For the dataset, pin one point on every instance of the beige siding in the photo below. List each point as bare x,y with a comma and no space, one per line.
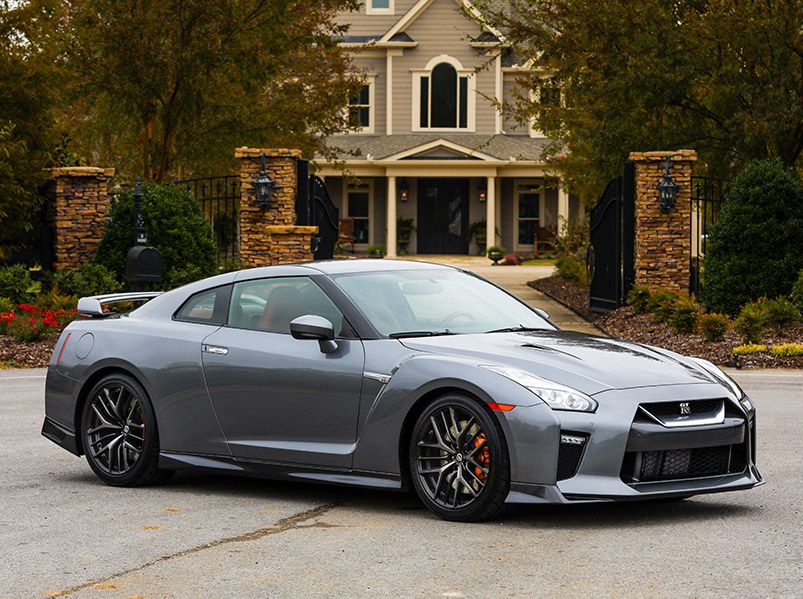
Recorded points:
364,24
377,68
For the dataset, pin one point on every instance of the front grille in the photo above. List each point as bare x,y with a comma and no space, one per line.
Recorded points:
675,464
672,408
571,450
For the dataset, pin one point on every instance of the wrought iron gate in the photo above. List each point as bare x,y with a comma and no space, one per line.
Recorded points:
610,259
706,201
219,198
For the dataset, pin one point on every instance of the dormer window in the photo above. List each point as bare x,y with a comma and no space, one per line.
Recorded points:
379,7
443,96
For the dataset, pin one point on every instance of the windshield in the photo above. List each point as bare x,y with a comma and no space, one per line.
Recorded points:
438,301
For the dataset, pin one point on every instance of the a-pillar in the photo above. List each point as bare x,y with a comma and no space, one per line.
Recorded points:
391,211
663,239
490,211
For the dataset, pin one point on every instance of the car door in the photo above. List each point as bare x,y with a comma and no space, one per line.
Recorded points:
282,399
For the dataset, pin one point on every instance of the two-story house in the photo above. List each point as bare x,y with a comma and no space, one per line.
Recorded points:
432,143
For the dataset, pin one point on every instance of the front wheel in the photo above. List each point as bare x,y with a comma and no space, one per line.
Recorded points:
119,435
459,460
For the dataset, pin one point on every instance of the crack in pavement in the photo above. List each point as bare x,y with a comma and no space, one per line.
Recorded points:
283,525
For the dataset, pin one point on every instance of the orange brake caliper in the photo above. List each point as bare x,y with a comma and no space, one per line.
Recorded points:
483,457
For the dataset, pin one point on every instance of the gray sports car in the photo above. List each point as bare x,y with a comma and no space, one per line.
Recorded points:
390,374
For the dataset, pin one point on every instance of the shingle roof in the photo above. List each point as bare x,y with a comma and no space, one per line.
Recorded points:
502,147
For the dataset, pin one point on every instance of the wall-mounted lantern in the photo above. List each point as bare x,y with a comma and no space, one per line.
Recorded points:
404,190
667,189
264,186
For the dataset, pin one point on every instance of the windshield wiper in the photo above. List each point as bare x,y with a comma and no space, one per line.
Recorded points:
403,334
515,329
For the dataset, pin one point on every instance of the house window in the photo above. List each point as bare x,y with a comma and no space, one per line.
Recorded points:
358,208
444,97
361,109
528,211
379,7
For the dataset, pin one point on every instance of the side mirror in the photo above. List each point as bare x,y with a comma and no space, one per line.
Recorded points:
317,328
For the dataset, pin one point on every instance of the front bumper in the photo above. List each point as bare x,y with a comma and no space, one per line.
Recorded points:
609,465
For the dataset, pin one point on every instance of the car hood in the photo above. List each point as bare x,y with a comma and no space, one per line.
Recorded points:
584,362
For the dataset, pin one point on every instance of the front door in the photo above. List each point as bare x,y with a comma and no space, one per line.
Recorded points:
281,399
442,216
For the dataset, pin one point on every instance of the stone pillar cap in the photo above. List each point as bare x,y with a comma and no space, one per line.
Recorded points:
660,156
82,171
245,152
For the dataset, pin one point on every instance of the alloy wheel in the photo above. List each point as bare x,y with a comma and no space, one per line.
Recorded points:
454,459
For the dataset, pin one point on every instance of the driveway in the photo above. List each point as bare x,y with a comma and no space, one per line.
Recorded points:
65,534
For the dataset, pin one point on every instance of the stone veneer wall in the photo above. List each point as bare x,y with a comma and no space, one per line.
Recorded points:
81,202
663,241
271,236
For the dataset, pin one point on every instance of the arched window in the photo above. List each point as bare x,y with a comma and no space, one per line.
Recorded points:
443,102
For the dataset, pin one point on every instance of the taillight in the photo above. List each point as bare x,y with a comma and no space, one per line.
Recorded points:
63,345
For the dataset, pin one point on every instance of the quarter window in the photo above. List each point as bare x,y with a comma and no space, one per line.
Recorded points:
270,304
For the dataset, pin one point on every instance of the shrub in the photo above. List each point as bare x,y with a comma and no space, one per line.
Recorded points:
779,313
176,227
749,348
754,248
16,284
751,321
88,279
571,269
638,298
797,291
787,349
683,316
713,326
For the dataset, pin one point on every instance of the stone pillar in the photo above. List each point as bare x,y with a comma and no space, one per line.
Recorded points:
81,202
270,236
663,241
490,212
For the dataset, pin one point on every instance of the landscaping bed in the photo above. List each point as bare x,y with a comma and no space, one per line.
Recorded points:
642,328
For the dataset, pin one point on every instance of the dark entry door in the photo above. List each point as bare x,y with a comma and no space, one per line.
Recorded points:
442,216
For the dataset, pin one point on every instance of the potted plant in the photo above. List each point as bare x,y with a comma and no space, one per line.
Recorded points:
496,253
404,231
479,231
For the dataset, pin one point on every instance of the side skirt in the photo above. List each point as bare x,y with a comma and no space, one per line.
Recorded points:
272,470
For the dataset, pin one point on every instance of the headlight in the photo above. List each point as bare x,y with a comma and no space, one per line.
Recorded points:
721,376
555,395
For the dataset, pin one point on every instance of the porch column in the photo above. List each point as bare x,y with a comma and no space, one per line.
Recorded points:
490,211
391,240
563,205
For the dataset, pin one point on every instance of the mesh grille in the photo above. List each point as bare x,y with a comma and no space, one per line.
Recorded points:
672,408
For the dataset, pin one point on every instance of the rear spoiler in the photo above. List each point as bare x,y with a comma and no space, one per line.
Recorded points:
93,306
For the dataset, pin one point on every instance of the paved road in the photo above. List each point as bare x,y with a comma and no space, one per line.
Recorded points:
64,534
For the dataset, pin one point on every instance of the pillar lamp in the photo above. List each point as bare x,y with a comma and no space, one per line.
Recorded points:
264,186
667,189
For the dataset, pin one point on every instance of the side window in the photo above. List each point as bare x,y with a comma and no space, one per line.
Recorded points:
206,307
270,305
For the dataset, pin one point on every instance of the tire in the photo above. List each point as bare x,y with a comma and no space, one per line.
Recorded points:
119,433
458,460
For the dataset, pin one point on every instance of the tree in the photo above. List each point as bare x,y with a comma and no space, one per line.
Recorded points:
755,246
724,77
25,125
165,87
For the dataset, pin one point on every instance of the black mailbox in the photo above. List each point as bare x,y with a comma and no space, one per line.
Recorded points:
143,265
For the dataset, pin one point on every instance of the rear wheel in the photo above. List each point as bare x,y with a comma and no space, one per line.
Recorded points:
459,460
119,434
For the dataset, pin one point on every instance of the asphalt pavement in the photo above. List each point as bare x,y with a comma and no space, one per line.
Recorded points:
63,533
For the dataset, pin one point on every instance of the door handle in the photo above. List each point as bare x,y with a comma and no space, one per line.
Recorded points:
216,349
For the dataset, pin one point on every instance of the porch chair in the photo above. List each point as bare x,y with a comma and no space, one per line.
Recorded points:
345,235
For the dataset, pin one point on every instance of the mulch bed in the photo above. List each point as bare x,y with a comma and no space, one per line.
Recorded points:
641,328
25,354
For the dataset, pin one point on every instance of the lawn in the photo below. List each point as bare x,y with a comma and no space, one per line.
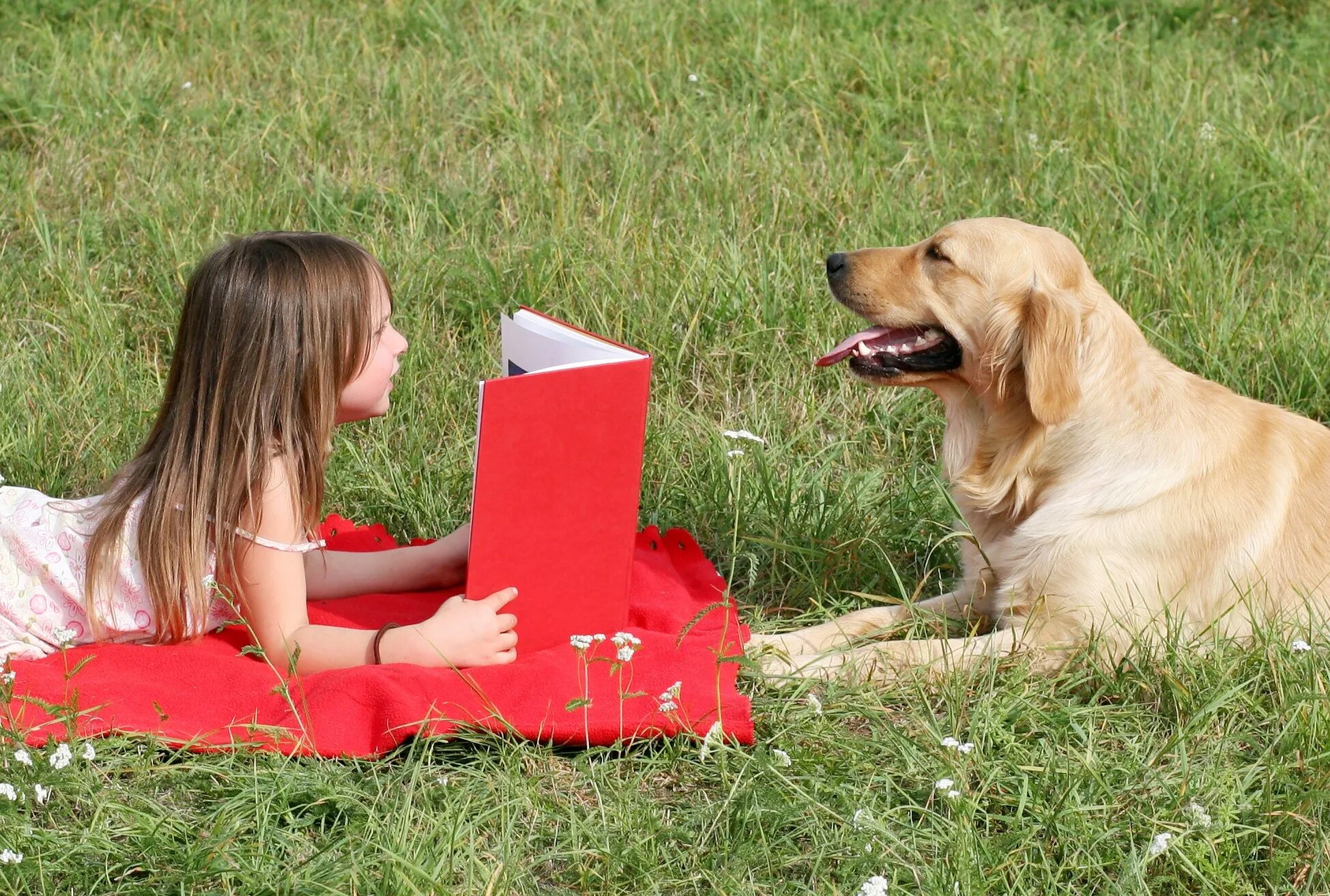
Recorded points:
674,176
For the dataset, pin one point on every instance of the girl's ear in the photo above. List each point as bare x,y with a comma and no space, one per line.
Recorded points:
1051,343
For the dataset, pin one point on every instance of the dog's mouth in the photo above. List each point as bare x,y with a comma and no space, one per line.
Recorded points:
890,351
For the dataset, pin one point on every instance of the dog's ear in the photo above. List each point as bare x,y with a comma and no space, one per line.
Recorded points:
1037,330
1051,343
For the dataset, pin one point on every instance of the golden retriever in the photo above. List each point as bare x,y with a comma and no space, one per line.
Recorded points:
1108,492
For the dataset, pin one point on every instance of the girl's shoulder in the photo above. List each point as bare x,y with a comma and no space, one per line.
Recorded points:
277,520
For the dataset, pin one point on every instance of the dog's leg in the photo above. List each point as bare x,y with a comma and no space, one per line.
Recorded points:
775,650
884,661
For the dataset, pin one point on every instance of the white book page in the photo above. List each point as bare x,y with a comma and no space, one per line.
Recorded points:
534,343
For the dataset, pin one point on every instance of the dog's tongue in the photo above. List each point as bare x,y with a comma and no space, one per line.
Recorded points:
848,345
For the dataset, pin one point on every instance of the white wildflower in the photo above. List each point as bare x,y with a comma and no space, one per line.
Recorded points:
744,434
60,757
714,736
668,698
1198,815
876,886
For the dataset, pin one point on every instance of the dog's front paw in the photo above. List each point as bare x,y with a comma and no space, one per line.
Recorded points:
775,657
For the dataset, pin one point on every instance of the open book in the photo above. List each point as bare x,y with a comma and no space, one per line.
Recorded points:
559,469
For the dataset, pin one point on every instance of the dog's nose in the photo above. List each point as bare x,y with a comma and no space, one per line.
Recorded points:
835,266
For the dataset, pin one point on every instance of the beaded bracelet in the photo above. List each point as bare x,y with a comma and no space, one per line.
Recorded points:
378,637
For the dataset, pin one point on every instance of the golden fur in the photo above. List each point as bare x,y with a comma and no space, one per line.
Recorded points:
1108,489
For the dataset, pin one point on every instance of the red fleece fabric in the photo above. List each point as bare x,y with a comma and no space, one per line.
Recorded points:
208,695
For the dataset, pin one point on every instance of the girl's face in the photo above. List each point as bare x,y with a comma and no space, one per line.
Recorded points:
367,395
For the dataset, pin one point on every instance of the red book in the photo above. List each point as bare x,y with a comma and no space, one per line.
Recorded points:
559,474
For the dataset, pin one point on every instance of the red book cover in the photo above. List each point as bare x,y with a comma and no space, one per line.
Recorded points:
559,467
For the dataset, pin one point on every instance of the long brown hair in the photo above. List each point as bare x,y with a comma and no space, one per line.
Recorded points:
274,326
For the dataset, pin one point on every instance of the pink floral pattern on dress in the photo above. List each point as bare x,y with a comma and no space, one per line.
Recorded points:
43,565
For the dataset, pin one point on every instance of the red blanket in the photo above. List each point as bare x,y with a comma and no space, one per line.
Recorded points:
207,694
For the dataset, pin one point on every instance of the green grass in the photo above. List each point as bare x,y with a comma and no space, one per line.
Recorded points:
559,156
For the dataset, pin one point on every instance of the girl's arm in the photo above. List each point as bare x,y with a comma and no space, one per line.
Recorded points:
419,568
272,589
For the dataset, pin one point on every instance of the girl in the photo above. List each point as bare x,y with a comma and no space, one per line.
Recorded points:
284,336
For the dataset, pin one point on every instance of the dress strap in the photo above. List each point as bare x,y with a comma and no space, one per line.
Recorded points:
300,548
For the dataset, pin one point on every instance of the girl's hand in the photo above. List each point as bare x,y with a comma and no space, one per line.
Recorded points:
448,558
462,633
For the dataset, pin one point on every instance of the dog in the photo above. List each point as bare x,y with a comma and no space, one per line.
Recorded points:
1107,493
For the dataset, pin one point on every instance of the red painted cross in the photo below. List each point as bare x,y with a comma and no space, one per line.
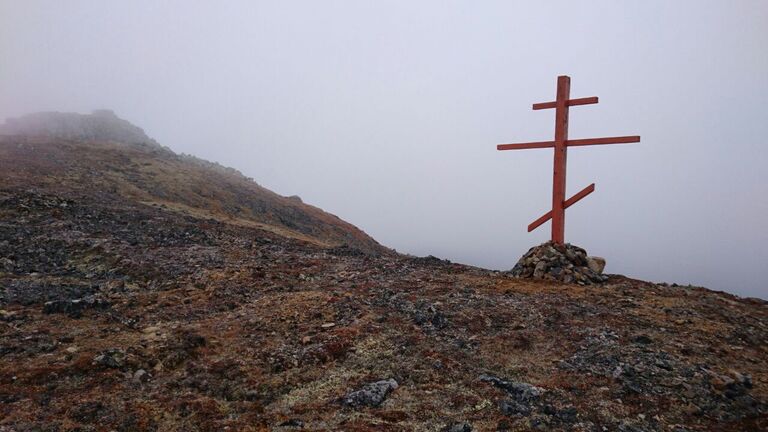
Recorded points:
561,144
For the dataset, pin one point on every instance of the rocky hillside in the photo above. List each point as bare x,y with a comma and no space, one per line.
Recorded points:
101,157
128,303
101,125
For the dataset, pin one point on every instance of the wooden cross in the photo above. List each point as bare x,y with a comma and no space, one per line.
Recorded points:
561,144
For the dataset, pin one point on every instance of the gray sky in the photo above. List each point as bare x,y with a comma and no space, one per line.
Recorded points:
388,114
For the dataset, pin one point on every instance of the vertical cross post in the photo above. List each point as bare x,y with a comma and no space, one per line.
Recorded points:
561,155
560,145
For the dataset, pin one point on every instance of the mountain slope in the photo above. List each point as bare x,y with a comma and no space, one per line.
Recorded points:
120,315
123,164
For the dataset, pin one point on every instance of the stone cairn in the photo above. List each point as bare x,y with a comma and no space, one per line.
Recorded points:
565,263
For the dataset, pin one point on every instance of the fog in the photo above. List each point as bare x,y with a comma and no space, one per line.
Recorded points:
388,114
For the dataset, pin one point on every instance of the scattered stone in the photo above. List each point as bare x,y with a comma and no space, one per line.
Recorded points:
523,397
372,394
596,264
140,376
292,423
75,308
458,427
564,263
112,358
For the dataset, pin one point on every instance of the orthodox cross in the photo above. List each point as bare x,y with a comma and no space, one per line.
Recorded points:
561,144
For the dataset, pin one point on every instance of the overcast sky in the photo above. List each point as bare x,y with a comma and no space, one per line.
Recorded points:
387,114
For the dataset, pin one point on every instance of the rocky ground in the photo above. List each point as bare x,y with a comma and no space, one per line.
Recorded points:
119,316
142,291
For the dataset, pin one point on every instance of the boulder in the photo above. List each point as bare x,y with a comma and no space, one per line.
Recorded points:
596,264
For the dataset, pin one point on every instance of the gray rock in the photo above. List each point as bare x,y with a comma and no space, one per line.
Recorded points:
372,394
112,358
74,308
596,264
458,427
141,376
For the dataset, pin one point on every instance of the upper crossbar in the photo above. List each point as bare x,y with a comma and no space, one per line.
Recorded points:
569,102
571,143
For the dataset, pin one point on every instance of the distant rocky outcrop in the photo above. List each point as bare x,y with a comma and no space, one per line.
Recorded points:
104,154
100,125
565,263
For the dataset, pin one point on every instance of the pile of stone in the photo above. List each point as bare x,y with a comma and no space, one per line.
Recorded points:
564,263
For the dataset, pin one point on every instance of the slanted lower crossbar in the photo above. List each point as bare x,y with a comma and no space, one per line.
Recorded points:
569,202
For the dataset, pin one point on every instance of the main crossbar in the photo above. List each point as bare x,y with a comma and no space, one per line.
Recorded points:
569,202
569,102
570,143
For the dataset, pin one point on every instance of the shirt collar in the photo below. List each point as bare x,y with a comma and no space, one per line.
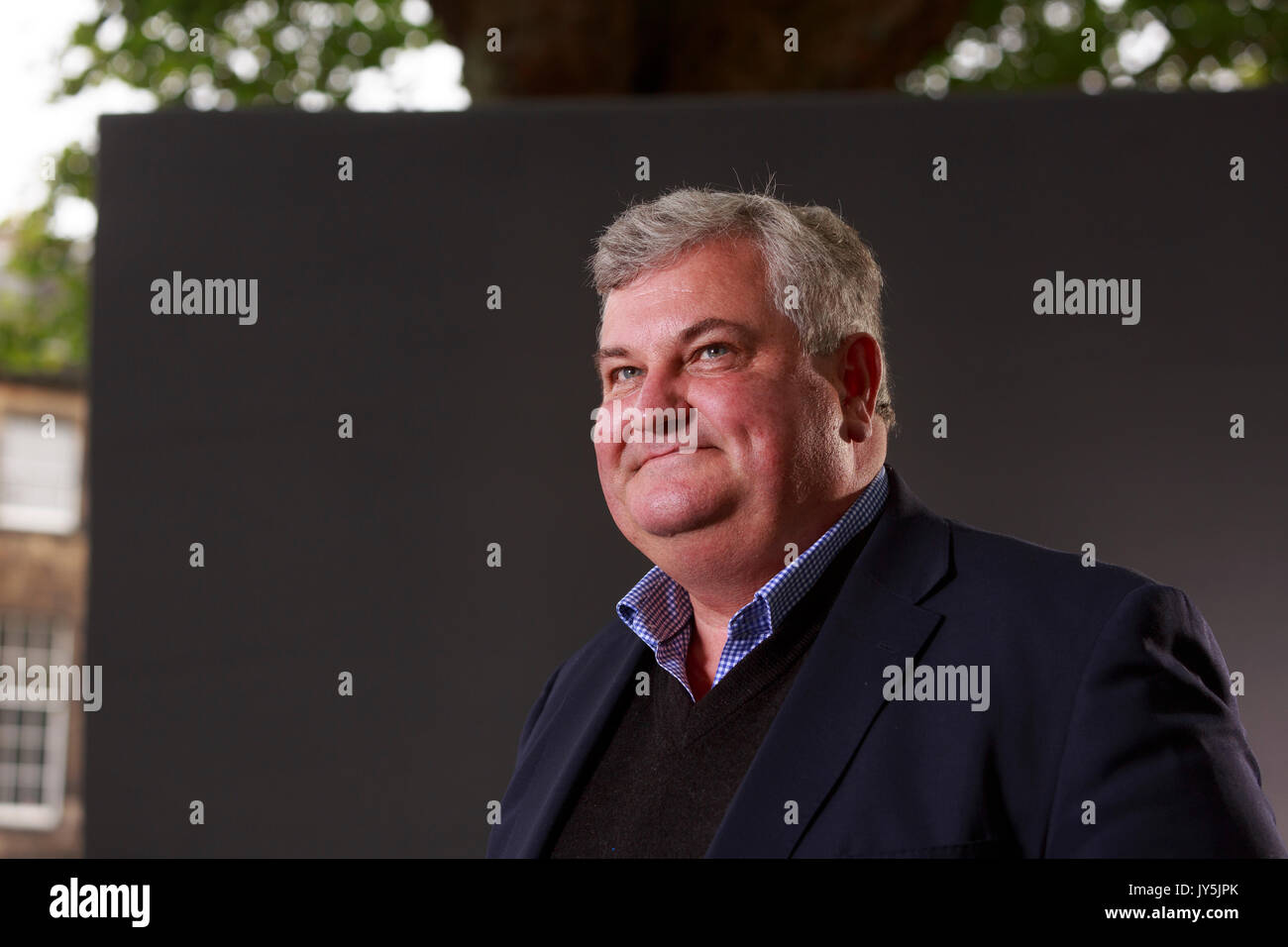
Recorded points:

# # # # # # #

Exactly the lines from the one with "the rocky ground" through the end of the listing above are to be repeated, with no pictures.

For the dataset, pin one point on every instance of the rocky ground in the photo above. List each point as bare x,y with a comma and no space, one per line.
Recorded points:
119,316
142,291
For the dataset, pin one point on every instance of the boulder in the photo above. List each point as bare x,y with a comma and no space, one per line.
Recorded points:
596,264
For the dataset, pin one point on every instance of the gray rock in the photo above. List each point as bare x,y with a comma and no space, one per line.
Recorded points:
372,394
112,358
74,308
596,264
458,427
141,376
For the dataset, pin one point on every instance of the upper crossbar in the photo above. List each point as bare x,y with a comma and no space, one per line.
Recorded points:
569,102
571,143
For the dataset, pin one point on every instance of the distant rocky outcrop in the photo above. List each point as bare x,y with a comma and no space, one per line.
Recorded points:
104,154
100,125
565,263
For the dataset, pin one point on every instance of the pile of stone in the photo above. List each point as bare x,y with a comma and no space, one per line.
Recorded points:
564,263
For the dataset, pin one point on every instance of the slanted lower crossbar in the photo above. List each point as bare x,y with a comma and no space, one per line.
Recorded points:
569,202
For the dataset, pin one point on every instance of the main crossbar in the photo above. List each point as bare x,y with a comma and no space, one per line.
Recorded points:
569,202
569,102
570,143
For the dataset, pin one point on every instance of the shirt collar in the photo below. List each point as bare x,y with a comma and no space, one per line.
Recorded points:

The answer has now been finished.